-------- PROVIDED DATA --------

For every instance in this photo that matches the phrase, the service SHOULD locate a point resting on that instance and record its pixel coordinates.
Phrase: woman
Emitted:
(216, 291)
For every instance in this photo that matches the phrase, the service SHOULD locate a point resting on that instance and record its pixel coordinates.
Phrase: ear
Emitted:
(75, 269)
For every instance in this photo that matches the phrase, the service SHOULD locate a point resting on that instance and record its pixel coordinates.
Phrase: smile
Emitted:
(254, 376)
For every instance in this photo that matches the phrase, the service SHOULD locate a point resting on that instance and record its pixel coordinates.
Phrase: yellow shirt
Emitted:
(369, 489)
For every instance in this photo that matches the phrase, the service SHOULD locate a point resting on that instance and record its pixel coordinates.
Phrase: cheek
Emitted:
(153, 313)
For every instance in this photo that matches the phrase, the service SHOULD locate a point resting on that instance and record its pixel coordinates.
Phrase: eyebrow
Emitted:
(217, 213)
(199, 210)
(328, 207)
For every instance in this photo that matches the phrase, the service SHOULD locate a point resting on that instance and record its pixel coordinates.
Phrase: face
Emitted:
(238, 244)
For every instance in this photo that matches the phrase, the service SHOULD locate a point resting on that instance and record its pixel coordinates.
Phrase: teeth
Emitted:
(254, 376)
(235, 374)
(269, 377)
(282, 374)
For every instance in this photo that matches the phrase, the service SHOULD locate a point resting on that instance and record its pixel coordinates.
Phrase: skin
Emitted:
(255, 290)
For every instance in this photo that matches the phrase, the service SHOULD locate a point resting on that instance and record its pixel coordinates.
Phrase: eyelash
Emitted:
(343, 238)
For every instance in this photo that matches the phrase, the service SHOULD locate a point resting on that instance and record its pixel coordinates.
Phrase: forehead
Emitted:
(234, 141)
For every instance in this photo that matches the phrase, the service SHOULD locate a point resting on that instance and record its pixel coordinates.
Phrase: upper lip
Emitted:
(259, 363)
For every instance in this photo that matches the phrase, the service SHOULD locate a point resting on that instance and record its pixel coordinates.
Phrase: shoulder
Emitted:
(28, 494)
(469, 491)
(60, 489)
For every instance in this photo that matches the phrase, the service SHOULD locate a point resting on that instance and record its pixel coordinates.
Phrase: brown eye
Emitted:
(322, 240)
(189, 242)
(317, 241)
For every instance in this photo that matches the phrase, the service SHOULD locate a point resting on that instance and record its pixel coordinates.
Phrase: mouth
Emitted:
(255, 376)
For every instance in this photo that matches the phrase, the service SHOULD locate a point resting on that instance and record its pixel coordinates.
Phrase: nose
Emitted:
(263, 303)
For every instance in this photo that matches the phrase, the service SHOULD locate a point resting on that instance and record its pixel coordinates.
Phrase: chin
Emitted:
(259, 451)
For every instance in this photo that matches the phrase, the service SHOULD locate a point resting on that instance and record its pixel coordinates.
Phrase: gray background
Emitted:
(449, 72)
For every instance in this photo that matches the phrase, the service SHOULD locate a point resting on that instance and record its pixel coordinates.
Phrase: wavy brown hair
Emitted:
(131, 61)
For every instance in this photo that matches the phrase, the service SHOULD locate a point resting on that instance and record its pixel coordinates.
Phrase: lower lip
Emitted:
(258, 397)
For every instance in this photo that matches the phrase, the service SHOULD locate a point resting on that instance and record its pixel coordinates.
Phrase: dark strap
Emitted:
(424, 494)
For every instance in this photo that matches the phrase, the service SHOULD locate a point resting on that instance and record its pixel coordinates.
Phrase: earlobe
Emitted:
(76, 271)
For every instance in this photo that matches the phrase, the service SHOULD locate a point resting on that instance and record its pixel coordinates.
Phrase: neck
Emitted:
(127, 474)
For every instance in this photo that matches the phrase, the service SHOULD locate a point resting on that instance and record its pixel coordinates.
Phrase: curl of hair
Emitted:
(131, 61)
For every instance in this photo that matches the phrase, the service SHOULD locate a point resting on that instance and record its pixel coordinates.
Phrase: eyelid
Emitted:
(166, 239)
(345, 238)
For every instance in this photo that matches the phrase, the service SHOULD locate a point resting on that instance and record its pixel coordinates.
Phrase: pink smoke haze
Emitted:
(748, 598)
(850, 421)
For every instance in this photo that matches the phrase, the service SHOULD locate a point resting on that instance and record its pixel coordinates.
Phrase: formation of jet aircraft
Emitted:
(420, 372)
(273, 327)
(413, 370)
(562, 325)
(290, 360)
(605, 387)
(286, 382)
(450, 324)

--------

> STATED TASK
Repeat every record, exactly as written.

> OUTPUT
For every instance in this photo that matches the phrase, the service SHOULD locate a point resting on that instance and record its pixel coordinates.
Phrase: woman
Emitted:
(216, 291)
For every instance in this photo that matches the phrase, the service SHOULD locate a point resting on that instance and record its pixel coordinates.
Phrase: ear
Emitted:
(75, 269)
For every instance in this photo that matches the phrase, the service SHOULD locate a point resting on that instance and record its pixel coordinates.
Phrase: smile
Emitted:
(254, 376)
For every instance in this photo that matches the phrase, the service SHOULD locate a point resting on that instance and record its pixel coordinates.
Phrase: yellow shirt
Emitted:
(369, 489)
For every instance in this photo that matches the phrase, the service SHOULD locate a point resting on that instance and record its pixel coordinates.
Phrase: cheek
Emitted:
(153, 313)
For every instance in this photo that matches the phrase, the service SHOULD locate a point resting on that instance and record its pixel coordinates.
Phrase: eyebrow
Emitted:
(217, 213)
(199, 210)
(328, 207)
For every instance in this photo that matches the phrase, the service SHOULD locate a point resting on that instance and record its pixel coordinates.
Phrase: face
Emitted:
(238, 244)
For every instance in this photo that matches the phrase, the service SHOULD locate a point resting on that instance and record its pixel coordinates.
Phrase: teeth
Emitted:
(254, 376)
(235, 374)
(269, 377)
(282, 374)
For every instance in this photo that matches the phrase, the service SHOULD locate a point resting on that instance and record its pixel coordinates.
Phrase: skin
Emitted:
(255, 290)
For every instance in this photo that matches the phrase, the service SHOULD locate a point resting on that instance and record its pixel coordinates.
Phrase: eyelash
Emitted:
(343, 238)
For every instance in this photo that matches the phrase, the service SHOULD locate a point resting on that instance and record its pixel coordinates.
Phrase: forehead
Emitted:
(234, 141)
For every instance in this photo that matches the phrase, the service SHOULD locate a point resting on that instance and record its pixel coordinates.
Phrase: upper lip
Emitted:
(259, 363)
For every instance in this photo that matches the phrase, the service SHOULD locate a point resting on that instance and record its pixel coordinates.
Phrase: shoulder
Emitted:
(28, 494)
(469, 491)
(60, 489)
For every instance in this photo that matches the phrase, the service SHOULD locate a point resting on that instance and record its pixel coordinates.
Phrase: brown eye
Emitted:
(322, 240)
(189, 242)
(317, 241)
For every instance in this photo that matches the phrase, the service SHOULD locate a point resting on that instance and record its pixel coordinates.
Phrase: mouth
Emitted:
(255, 376)
For every instance in this photo that matches the phrase, the service SHOULD locate a point resting on that instance and record its pixel coordinates.
Phrase: nose
Emitted:
(263, 303)
For every instance in this photo that matches the phrase, the service SHOULD locate a point resting on that instance and record its pixel coordinates.
Phrase: chin
Emitted:
(259, 451)
For every instance in this photo that matches the phrase, the service SHOULD locate a point resting on that instance and record its pixel coordinates.
Phrase: gray background
Emitted:
(449, 72)
For every instance in this photo that matches the phrase, the service SHOULD locate a point resting on that instance and record its pixel coordinates.
Phrase: wavy brown hair
Emitted:
(131, 61)
For every instance in this photo that matches the phrase, the service SHOULD locate a point resting on that instance and record its pixel coordinates.
Phrase: lower lip
Emitted:
(258, 397)
For every instance in this photo that matches the phrase, the service SHOULD locate a point resting on that instance and record its pixel coordinates.
Phrase: dark strap
Emitted:
(424, 494)
For every instance in this photo that matches the phrase, the service SHOULD locate a point resting on that instance and record its pixel coordinates.
Phrase: earlobe
Emitted:
(76, 271)
For every instance in this photo that matches the phrase, the service SHOULD locate a point resting on that instance and record its pixel coordinates.
Phrase: neck
Emitted:
(127, 474)
For every instance in this photo that matches the phrase, the service SHOULD locate a point resting on that instance and record its pixel coordinates.
Phrase: curl of hair
Emitted:
(131, 61)
For every instance in this photo that matches the phrase, the service SHOULD locate a point resting on that instance and record its pixel coordinates.
Phrase: eyelid
Emitted:
(166, 239)
(345, 238)
For every instance in this photo that matches the phrase, the service SHOULD locate a point resting on that instance and record its pixel coordinates.
Phrase: pink smoke haze
Emitted:
(748, 598)
(850, 421)
For every instance in this photo that matches the phrase, the service SHOULD locate a point resting on that instance and record its pixel coordinates.
Phrase: formation of jet aircraft
Emitted:
(420, 372)
(273, 327)
(413, 370)
(562, 325)
(290, 360)
(605, 387)
(286, 382)
(450, 324)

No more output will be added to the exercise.